### What needs to be done
Once the line containing "point per instance: black and" is located, output it and every line after it through the end of the records, exactly as written and nothing else.

[Records drawn from a dataset]
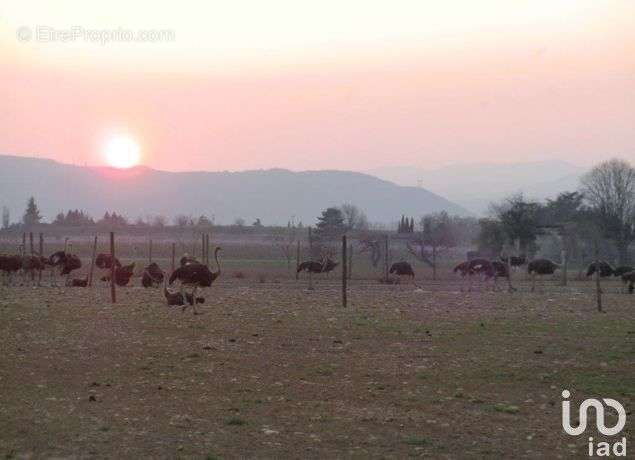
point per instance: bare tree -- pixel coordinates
(354, 218)
(610, 190)
(285, 241)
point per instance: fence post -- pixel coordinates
(173, 256)
(92, 263)
(297, 260)
(598, 287)
(31, 248)
(310, 257)
(386, 259)
(113, 295)
(344, 271)
(41, 249)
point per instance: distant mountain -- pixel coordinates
(272, 195)
(475, 186)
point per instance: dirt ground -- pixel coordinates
(271, 370)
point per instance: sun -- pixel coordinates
(122, 152)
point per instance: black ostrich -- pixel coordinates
(605, 269)
(629, 278)
(104, 261)
(195, 275)
(311, 266)
(10, 264)
(541, 267)
(402, 268)
(152, 275)
(123, 274)
(515, 261)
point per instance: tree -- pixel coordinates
(354, 218)
(6, 217)
(491, 237)
(609, 188)
(285, 241)
(32, 213)
(204, 221)
(436, 236)
(520, 220)
(182, 221)
(330, 223)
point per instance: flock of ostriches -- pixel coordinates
(190, 273)
(195, 275)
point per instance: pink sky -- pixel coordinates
(561, 88)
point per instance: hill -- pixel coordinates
(273, 195)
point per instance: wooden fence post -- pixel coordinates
(92, 263)
(297, 260)
(173, 256)
(598, 287)
(386, 259)
(310, 257)
(113, 295)
(344, 271)
(32, 252)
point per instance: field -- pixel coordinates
(271, 370)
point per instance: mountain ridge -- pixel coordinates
(274, 195)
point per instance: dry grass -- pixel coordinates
(271, 370)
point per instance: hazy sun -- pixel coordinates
(122, 152)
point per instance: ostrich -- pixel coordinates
(402, 268)
(311, 266)
(629, 278)
(123, 274)
(152, 275)
(64, 262)
(186, 259)
(605, 269)
(540, 267)
(10, 264)
(515, 261)
(197, 276)
(30, 265)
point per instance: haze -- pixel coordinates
(326, 85)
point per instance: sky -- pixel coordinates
(318, 85)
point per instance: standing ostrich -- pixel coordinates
(402, 268)
(630, 279)
(122, 274)
(540, 267)
(197, 276)
(515, 261)
(311, 266)
(10, 264)
(152, 275)
(605, 269)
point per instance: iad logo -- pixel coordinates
(602, 449)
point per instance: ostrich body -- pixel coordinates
(195, 275)
(541, 267)
(402, 268)
(122, 274)
(515, 261)
(629, 278)
(152, 275)
(312, 266)
(104, 261)
(605, 269)
(10, 264)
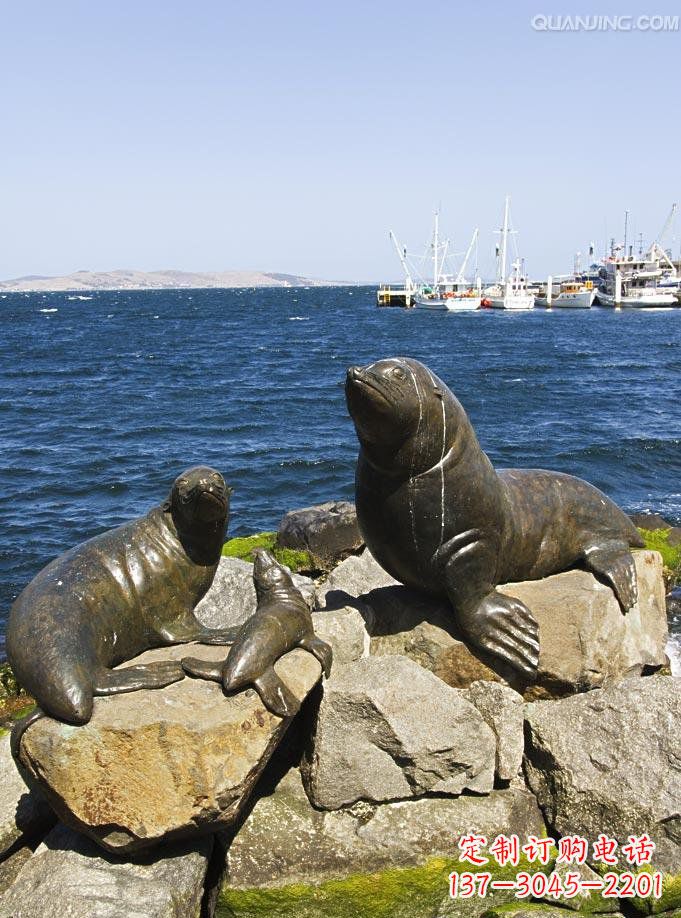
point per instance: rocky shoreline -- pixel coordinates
(183, 802)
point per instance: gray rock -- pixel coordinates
(69, 877)
(170, 763)
(610, 761)
(344, 630)
(231, 599)
(388, 729)
(584, 637)
(285, 840)
(24, 812)
(502, 710)
(353, 577)
(329, 532)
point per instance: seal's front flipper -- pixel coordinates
(202, 669)
(276, 696)
(319, 649)
(504, 627)
(134, 678)
(615, 563)
(217, 635)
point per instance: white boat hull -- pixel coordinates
(653, 299)
(515, 301)
(448, 304)
(582, 300)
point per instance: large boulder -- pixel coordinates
(344, 630)
(357, 575)
(157, 765)
(329, 532)
(502, 710)
(387, 729)
(24, 812)
(231, 598)
(285, 840)
(610, 761)
(585, 639)
(69, 877)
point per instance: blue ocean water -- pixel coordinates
(106, 399)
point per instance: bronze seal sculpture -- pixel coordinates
(121, 593)
(436, 515)
(281, 622)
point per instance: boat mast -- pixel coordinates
(436, 245)
(402, 255)
(460, 277)
(504, 238)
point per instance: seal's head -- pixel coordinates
(403, 414)
(269, 577)
(199, 501)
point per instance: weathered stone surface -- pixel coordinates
(154, 765)
(389, 729)
(584, 637)
(345, 631)
(587, 902)
(231, 598)
(285, 840)
(610, 761)
(404, 622)
(502, 710)
(24, 812)
(329, 532)
(357, 575)
(69, 877)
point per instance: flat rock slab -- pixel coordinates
(231, 598)
(388, 729)
(329, 532)
(24, 812)
(609, 761)
(155, 765)
(70, 877)
(285, 840)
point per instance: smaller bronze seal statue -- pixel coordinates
(121, 593)
(281, 622)
(436, 515)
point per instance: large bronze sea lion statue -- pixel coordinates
(438, 518)
(281, 622)
(121, 593)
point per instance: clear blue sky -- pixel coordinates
(290, 136)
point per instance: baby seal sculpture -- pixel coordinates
(281, 622)
(122, 592)
(436, 515)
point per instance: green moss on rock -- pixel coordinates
(407, 892)
(243, 547)
(9, 687)
(658, 540)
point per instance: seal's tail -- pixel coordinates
(18, 730)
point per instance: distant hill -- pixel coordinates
(161, 280)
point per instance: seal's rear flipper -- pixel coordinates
(276, 696)
(202, 669)
(615, 563)
(135, 678)
(319, 649)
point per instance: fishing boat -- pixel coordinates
(448, 292)
(509, 292)
(638, 281)
(571, 294)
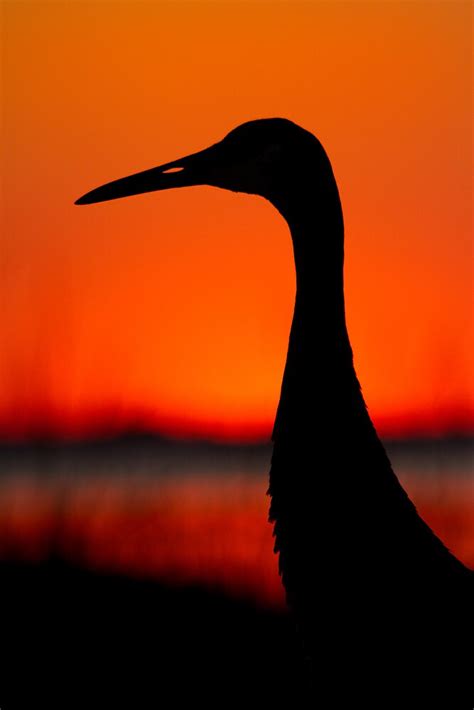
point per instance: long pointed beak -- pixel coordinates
(193, 169)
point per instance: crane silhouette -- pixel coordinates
(381, 604)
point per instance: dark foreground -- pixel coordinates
(71, 638)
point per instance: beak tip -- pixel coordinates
(83, 200)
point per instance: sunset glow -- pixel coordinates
(171, 312)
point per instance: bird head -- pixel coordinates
(261, 157)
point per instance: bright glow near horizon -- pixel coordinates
(172, 311)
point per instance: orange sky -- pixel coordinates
(172, 310)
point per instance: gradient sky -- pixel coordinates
(172, 311)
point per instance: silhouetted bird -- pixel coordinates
(383, 607)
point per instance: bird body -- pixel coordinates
(382, 606)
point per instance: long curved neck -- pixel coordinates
(319, 384)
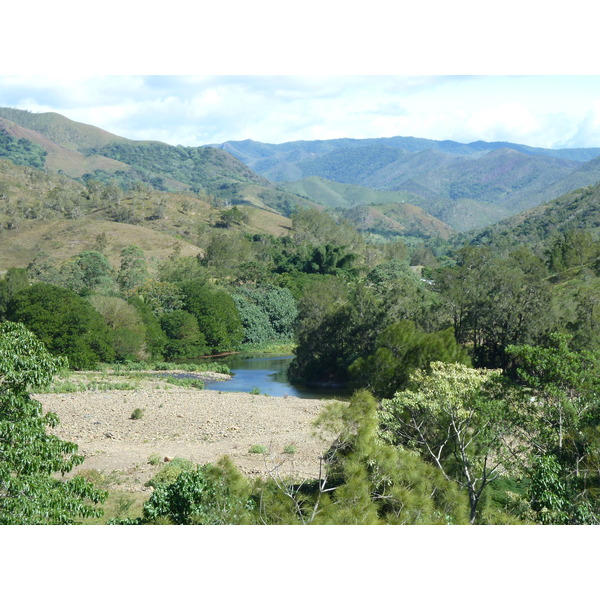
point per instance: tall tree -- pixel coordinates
(454, 416)
(30, 494)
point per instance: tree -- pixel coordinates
(455, 417)
(495, 302)
(127, 327)
(184, 338)
(67, 324)
(267, 313)
(402, 348)
(368, 481)
(29, 492)
(217, 316)
(335, 326)
(560, 424)
(133, 271)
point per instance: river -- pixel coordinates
(266, 374)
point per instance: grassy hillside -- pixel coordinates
(62, 239)
(48, 212)
(379, 212)
(60, 130)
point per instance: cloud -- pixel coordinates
(196, 110)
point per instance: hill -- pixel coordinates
(380, 212)
(538, 227)
(85, 152)
(43, 212)
(465, 185)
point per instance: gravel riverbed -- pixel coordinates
(198, 425)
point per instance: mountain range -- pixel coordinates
(412, 188)
(464, 185)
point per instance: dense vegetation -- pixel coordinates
(473, 366)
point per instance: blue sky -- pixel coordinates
(549, 111)
(316, 70)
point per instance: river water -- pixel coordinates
(266, 374)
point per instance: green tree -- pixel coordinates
(402, 348)
(208, 495)
(368, 481)
(155, 336)
(335, 326)
(455, 417)
(267, 313)
(133, 271)
(30, 494)
(127, 327)
(217, 316)
(560, 423)
(184, 338)
(67, 324)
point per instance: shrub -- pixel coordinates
(138, 413)
(169, 473)
(258, 449)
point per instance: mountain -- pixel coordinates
(86, 152)
(380, 212)
(465, 185)
(576, 210)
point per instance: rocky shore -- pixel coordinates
(198, 425)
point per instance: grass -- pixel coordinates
(169, 473)
(154, 459)
(119, 504)
(74, 385)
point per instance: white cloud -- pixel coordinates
(195, 110)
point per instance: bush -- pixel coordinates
(67, 324)
(169, 473)
(207, 495)
(138, 413)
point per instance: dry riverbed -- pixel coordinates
(199, 425)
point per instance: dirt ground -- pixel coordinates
(199, 425)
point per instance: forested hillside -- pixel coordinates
(471, 364)
(464, 185)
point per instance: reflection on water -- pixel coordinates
(268, 375)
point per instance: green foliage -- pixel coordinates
(402, 348)
(126, 324)
(67, 324)
(455, 417)
(155, 339)
(560, 422)
(29, 492)
(184, 338)
(21, 151)
(137, 413)
(133, 271)
(371, 482)
(232, 216)
(267, 314)
(336, 325)
(207, 495)
(495, 302)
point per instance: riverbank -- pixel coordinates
(198, 425)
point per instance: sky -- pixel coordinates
(196, 73)
(275, 72)
(552, 111)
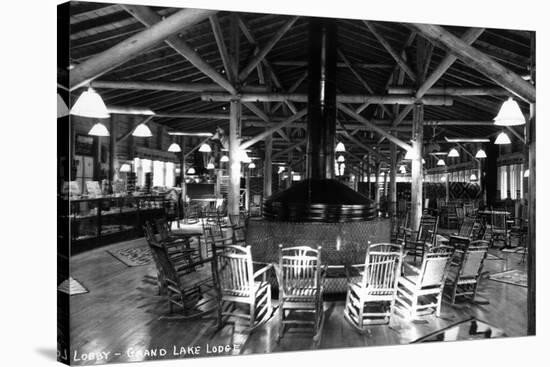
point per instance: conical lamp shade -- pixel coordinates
(502, 139)
(510, 114)
(481, 154)
(142, 131)
(174, 147)
(90, 104)
(98, 130)
(62, 109)
(205, 148)
(125, 167)
(453, 153)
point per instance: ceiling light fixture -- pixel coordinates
(98, 130)
(502, 139)
(174, 148)
(481, 154)
(90, 104)
(205, 148)
(510, 114)
(142, 131)
(453, 153)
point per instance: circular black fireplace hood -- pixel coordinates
(319, 200)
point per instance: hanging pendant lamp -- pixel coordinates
(502, 139)
(509, 114)
(90, 104)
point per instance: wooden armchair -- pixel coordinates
(191, 292)
(301, 278)
(237, 284)
(180, 252)
(416, 243)
(466, 227)
(419, 290)
(499, 228)
(372, 300)
(465, 269)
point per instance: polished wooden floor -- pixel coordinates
(120, 316)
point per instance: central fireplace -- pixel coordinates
(320, 211)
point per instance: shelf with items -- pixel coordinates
(94, 222)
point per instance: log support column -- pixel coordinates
(393, 180)
(233, 198)
(416, 169)
(532, 237)
(268, 167)
(113, 162)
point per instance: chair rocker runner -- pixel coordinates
(419, 290)
(191, 292)
(237, 285)
(465, 270)
(372, 300)
(301, 281)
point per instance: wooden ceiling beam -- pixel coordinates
(452, 91)
(359, 65)
(170, 86)
(342, 98)
(133, 46)
(478, 60)
(402, 64)
(265, 50)
(222, 48)
(149, 18)
(377, 129)
(360, 78)
(271, 130)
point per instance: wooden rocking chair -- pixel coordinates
(465, 270)
(191, 292)
(372, 300)
(301, 279)
(237, 284)
(416, 243)
(419, 290)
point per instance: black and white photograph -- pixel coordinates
(236, 180)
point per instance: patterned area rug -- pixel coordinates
(515, 277)
(133, 256)
(72, 286)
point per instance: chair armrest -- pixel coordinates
(262, 271)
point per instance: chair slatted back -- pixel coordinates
(435, 265)
(299, 270)
(428, 228)
(234, 271)
(473, 258)
(467, 227)
(459, 242)
(469, 209)
(499, 220)
(382, 266)
(162, 228)
(160, 257)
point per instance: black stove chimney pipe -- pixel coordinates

### Solution to this task
point per instance: black and white photograph -- pixel coordinates
(236, 180)
point per instance: patterned area rug -- pixel coordinates
(515, 277)
(133, 256)
(72, 286)
point per instance: chair armrest -- pixel coordinates
(262, 271)
point per instance: chair slatted back -- pixel coordinates
(435, 265)
(299, 270)
(428, 228)
(234, 271)
(473, 258)
(467, 227)
(459, 242)
(469, 209)
(499, 220)
(382, 266)
(162, 228)
(160, 257)
point per instance: black stove chimney pipe -- pixel coordinates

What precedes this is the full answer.